Your assignment: Count the lines containing "building" in the entries underneath, and state that count without anything else.

Records from a data source
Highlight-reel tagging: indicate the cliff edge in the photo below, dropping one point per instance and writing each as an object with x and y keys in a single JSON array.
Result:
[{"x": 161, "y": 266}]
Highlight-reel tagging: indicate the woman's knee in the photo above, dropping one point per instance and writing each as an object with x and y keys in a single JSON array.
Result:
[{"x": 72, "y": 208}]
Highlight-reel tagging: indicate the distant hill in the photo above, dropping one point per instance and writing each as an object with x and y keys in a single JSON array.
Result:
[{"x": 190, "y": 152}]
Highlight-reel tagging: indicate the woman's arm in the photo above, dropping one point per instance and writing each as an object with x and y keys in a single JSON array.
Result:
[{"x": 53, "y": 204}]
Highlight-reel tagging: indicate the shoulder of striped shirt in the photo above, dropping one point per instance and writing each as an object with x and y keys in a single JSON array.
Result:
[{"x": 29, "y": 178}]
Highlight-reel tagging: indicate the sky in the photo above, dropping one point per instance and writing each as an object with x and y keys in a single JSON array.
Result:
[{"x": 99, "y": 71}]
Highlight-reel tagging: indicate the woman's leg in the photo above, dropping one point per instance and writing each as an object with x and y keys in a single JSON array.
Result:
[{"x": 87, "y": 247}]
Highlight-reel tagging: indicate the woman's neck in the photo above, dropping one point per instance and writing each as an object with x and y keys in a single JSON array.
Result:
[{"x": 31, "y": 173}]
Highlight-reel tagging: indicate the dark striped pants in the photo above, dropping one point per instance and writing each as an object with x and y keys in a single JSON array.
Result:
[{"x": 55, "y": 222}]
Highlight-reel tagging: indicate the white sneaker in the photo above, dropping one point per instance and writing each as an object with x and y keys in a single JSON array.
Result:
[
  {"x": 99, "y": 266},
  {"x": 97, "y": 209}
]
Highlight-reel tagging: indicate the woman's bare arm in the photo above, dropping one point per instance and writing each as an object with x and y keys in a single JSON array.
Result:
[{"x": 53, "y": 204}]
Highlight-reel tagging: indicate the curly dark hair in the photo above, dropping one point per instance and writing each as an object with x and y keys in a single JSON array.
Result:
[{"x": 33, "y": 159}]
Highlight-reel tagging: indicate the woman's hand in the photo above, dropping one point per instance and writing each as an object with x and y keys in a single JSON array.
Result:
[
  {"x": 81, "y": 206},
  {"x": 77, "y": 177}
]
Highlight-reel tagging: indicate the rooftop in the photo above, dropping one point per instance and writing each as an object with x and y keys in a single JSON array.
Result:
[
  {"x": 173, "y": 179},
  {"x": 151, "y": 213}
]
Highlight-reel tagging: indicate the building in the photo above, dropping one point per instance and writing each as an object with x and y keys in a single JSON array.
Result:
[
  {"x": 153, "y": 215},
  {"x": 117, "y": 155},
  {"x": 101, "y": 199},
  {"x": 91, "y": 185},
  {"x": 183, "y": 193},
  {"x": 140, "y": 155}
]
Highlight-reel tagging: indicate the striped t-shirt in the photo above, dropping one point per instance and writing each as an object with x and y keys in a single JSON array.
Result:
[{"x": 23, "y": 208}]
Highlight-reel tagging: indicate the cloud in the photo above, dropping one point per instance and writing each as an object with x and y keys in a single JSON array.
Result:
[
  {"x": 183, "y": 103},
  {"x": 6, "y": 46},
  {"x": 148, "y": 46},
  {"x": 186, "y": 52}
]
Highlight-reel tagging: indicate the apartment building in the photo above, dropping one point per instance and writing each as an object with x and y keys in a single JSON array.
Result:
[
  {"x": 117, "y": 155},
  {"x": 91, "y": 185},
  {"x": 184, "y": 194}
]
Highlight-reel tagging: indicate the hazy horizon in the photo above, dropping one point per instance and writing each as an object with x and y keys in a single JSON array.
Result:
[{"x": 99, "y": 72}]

==

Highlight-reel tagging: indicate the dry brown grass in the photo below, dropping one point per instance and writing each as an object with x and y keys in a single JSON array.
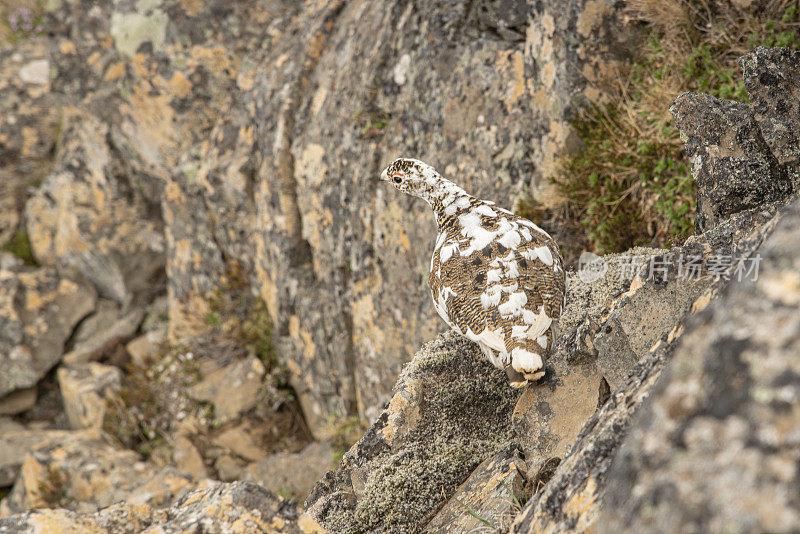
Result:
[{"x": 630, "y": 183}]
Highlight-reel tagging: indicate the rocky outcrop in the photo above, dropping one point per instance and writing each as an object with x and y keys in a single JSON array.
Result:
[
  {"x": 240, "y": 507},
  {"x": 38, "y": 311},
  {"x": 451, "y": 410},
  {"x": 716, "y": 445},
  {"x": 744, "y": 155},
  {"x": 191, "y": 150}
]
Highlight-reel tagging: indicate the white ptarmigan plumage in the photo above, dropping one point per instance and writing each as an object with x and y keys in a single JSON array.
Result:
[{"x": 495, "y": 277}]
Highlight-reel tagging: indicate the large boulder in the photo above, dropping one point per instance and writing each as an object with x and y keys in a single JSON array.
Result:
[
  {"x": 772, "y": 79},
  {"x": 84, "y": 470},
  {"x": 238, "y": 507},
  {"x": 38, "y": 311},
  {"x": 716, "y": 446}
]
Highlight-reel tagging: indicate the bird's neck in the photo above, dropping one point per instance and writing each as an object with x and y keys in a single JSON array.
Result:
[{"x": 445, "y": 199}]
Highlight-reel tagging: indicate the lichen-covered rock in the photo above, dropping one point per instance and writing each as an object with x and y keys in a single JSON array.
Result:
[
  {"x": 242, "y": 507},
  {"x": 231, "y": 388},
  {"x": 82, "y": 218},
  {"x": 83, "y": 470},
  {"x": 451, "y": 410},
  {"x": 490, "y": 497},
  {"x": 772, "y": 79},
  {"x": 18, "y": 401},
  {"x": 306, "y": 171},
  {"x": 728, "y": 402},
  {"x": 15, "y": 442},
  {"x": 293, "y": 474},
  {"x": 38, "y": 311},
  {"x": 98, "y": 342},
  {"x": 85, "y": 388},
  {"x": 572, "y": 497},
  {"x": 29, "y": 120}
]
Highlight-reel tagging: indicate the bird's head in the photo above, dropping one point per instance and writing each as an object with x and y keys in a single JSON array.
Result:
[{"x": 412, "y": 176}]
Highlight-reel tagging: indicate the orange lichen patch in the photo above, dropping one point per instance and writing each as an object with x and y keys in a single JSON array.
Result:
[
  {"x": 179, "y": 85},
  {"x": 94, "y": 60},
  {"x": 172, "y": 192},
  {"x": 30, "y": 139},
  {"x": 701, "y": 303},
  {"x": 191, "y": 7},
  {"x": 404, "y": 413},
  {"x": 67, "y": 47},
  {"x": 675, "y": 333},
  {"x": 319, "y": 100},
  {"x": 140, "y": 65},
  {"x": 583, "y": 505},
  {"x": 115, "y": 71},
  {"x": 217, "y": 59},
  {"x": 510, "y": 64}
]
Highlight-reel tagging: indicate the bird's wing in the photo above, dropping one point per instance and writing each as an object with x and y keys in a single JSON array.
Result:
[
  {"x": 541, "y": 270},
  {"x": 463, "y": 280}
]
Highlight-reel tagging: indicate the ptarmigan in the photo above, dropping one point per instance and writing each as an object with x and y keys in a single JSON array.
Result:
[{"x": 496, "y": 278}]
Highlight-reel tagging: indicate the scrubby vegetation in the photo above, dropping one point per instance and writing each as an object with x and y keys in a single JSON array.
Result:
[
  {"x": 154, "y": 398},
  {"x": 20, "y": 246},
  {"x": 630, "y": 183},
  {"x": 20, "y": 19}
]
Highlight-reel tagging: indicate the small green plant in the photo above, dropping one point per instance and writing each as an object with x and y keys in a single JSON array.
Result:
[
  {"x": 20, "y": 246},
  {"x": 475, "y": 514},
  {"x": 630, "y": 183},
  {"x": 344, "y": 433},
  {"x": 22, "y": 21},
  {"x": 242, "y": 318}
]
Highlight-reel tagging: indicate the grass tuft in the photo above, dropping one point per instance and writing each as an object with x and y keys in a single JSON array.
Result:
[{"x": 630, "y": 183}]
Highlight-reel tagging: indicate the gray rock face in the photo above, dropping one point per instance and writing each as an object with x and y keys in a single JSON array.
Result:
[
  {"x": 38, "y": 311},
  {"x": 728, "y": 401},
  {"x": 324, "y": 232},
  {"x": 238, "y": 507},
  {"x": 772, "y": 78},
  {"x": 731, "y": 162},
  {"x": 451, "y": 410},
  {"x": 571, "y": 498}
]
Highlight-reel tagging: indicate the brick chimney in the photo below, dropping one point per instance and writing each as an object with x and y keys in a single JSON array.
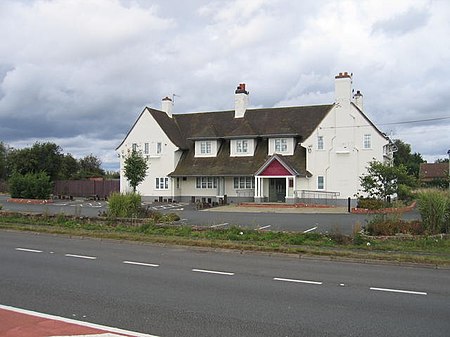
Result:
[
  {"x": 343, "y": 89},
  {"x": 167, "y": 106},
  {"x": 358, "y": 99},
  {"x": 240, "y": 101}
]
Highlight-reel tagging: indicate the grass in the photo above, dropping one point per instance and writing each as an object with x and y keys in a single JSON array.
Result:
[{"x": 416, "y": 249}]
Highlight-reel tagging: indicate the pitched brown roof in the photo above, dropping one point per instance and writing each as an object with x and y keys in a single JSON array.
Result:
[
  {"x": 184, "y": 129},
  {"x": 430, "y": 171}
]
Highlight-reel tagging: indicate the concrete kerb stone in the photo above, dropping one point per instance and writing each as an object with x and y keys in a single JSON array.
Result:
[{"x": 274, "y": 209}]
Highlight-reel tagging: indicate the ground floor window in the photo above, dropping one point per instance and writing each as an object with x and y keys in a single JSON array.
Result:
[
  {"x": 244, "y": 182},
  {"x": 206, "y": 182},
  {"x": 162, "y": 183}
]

Exercise output: 2